**Work request 1:**
According to the Stephen Mangan interview, who illustrated his children's book Escape the Rooms?
**Work request 2:**
Please summarize the Stephen Mangan interview in two sentences.
**Work request 3:**
Decide whether each statement agrees with the Stephen Mangan interview, answering yes or no and quoting the deciding words: (a) Mangan has lived in the Primrose Hill area for more than 30 years. (b) Hang Ups was a long-running sitcom. (c) Mangan and his wife have two sons.

··· Excerpt provided ···

The Green Wing and Episodes star talks about making the leap from acting to writing a children’s book about bereavement, and grieving for Helen McCrory and Paul Ritter

“It’s hard to say this without sounding like a dick,” begins the actor Stephen Mangan taking a sip of his black coffee, steeling himself. “But if you’re sensitive – OK, already I sound like a dick, but go with me – and you have trouble revealing that day to day, acting is a great way to deal with it. And if you find people interesting but don’t always know how to deal with them, writing is a great way to explore them from a sniper’s range.”

Mangan, 52, and I are sitting outside a cafe, and the endearing wide-eyed goofiness for which he’s known on screen and stage is replaced, in person, by much gentler self-deprecation. We are just around the corner from his house in Primrose Hill, north London, where he lives with his wife, the actor Louise Delamere, and their three young sons. He has lived in the area for more than 30 years and seems to know pretty much everyone – the waiter, passing pedestrians – but despite being surrounded by all that is familiar, there is a palpable nervousness. As an actor, he has given hundreds of interviews, promoting, among many other things, the peerless sitcom Green Wing, the megahit Episodes, co-starring Tamsin Greig and Matt LeBlanc, and – my personal favourite – Hang Ups, the short-lived sitcom he wrote and starred in about a therapist who talks to everyone over Skype (“I did think [during lockdown] that we were really ahead of the game with that one,” he says). But this is one of his first interviews as an author, because Mangan has written a book for primary-age children called Escape the Rooms, illustrated by his sister, Anita Mangan.

··· Data for review ···

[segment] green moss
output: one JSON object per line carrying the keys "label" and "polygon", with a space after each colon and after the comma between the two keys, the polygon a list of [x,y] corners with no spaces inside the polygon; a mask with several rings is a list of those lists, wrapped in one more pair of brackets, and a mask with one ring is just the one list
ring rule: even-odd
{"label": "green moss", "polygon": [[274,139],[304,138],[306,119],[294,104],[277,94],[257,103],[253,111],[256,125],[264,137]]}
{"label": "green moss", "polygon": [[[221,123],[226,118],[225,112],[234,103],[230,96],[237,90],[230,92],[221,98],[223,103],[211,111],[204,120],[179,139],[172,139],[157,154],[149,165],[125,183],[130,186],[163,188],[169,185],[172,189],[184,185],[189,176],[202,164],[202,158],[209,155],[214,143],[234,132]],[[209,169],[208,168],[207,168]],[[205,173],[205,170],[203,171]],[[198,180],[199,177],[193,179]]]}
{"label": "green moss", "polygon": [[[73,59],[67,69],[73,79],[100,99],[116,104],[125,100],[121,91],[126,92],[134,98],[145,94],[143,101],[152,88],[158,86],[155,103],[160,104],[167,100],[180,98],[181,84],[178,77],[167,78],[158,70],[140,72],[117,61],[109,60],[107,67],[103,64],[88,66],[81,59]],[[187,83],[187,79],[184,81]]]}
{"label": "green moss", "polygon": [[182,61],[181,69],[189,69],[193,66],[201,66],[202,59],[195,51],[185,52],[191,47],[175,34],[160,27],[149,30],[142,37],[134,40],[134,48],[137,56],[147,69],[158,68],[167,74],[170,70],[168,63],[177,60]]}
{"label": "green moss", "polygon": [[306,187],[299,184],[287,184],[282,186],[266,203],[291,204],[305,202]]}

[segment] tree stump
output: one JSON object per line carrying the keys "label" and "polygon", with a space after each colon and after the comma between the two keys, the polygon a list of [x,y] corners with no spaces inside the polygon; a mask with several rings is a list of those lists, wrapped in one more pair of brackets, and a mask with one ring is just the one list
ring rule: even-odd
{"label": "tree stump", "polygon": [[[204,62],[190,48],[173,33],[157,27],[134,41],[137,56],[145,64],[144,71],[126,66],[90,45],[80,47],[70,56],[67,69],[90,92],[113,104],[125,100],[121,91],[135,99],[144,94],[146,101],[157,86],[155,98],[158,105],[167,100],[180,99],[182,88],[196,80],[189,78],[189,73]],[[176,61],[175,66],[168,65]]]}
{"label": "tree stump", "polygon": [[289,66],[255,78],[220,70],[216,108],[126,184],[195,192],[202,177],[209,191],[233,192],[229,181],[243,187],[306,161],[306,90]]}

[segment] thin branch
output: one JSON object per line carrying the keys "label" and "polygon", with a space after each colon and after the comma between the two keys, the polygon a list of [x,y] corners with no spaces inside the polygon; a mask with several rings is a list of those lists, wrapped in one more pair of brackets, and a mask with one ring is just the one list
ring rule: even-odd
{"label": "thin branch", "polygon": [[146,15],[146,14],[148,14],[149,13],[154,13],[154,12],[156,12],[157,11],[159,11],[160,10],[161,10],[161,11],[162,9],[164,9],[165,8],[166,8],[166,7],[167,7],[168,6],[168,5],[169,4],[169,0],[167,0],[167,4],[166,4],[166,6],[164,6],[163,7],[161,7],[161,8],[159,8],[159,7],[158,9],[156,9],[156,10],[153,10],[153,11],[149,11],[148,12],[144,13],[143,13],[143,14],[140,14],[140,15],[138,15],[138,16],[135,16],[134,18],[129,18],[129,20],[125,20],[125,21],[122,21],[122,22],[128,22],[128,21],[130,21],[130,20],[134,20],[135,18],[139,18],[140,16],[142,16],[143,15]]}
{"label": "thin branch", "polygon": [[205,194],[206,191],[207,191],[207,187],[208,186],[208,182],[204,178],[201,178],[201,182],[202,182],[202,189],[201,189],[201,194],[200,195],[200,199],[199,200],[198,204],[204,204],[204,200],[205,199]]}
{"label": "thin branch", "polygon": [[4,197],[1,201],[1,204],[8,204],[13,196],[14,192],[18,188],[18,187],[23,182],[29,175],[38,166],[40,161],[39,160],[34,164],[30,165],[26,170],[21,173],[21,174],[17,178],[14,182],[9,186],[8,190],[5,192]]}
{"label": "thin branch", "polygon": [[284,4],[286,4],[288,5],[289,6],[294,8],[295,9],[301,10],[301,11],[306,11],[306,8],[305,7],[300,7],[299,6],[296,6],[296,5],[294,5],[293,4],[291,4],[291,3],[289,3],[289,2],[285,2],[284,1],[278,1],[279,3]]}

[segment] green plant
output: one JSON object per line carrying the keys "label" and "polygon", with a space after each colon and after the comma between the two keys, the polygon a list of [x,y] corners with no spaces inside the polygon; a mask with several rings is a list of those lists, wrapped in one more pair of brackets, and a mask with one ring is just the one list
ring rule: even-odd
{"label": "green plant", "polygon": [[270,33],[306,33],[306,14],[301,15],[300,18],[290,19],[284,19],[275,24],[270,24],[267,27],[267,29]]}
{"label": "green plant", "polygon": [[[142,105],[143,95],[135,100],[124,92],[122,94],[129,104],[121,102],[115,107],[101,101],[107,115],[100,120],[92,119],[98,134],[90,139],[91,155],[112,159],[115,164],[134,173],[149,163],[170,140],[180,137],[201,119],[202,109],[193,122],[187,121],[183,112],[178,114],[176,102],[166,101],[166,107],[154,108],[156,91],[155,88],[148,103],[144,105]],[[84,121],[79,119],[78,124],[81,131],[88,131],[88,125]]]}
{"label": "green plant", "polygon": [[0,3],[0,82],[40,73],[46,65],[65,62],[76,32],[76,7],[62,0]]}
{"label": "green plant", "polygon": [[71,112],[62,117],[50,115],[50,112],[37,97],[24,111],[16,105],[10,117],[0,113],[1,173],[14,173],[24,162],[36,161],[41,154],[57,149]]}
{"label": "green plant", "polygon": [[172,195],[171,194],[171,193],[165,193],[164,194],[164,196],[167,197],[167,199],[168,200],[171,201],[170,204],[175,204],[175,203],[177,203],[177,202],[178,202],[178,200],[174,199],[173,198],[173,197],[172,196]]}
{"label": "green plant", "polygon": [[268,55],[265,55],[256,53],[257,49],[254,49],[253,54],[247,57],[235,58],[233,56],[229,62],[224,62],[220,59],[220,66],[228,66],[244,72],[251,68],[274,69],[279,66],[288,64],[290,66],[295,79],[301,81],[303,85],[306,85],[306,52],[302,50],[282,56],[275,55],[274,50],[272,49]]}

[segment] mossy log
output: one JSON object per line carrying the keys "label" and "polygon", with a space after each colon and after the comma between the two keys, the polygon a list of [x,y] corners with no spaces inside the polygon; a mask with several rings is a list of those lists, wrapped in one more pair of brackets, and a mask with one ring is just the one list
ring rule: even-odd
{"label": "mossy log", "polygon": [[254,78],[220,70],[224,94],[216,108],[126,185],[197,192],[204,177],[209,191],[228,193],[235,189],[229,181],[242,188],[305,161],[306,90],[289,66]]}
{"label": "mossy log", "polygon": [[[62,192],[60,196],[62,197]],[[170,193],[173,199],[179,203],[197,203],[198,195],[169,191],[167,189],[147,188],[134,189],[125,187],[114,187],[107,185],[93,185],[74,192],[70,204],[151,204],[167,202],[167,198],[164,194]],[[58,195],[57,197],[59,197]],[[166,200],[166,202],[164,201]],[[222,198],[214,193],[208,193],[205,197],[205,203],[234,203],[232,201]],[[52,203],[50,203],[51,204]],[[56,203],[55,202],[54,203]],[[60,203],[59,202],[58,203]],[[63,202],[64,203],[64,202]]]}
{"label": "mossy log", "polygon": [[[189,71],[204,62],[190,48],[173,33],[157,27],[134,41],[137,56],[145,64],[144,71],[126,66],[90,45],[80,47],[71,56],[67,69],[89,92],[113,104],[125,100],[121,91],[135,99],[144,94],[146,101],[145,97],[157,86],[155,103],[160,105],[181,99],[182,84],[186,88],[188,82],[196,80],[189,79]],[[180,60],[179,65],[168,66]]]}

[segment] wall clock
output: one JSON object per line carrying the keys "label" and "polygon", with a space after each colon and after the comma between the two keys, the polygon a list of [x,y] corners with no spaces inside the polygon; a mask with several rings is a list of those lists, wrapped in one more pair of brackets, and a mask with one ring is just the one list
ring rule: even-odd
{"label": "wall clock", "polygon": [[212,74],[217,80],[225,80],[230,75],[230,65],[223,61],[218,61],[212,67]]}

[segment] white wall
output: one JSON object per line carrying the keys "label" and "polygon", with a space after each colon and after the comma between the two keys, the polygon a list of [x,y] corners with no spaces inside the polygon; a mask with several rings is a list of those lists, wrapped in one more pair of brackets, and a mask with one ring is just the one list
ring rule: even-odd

···

**Written reply 1:**
His sister, Anita Mangan.

**Written reply 2:**
Stephen Mangan, 52, says that acting is a great way for sensitive people to deal with what they struggle to reveal, and that writing lets him explore people "from a sniper's range." Known for Green Wing, Episodes and Hang Ups, he is giving one of his first interviews as an author, having written Escape the Rooms, a children's book about bereavement illustrated by his sister, Anita Mangan.

**Written reply 3:**
(a) Yes: "He has lived in the area for more than 30 years"
(b) No: "the short-lived sitcom he wrote and starred in"
(c) No: "their three young sons"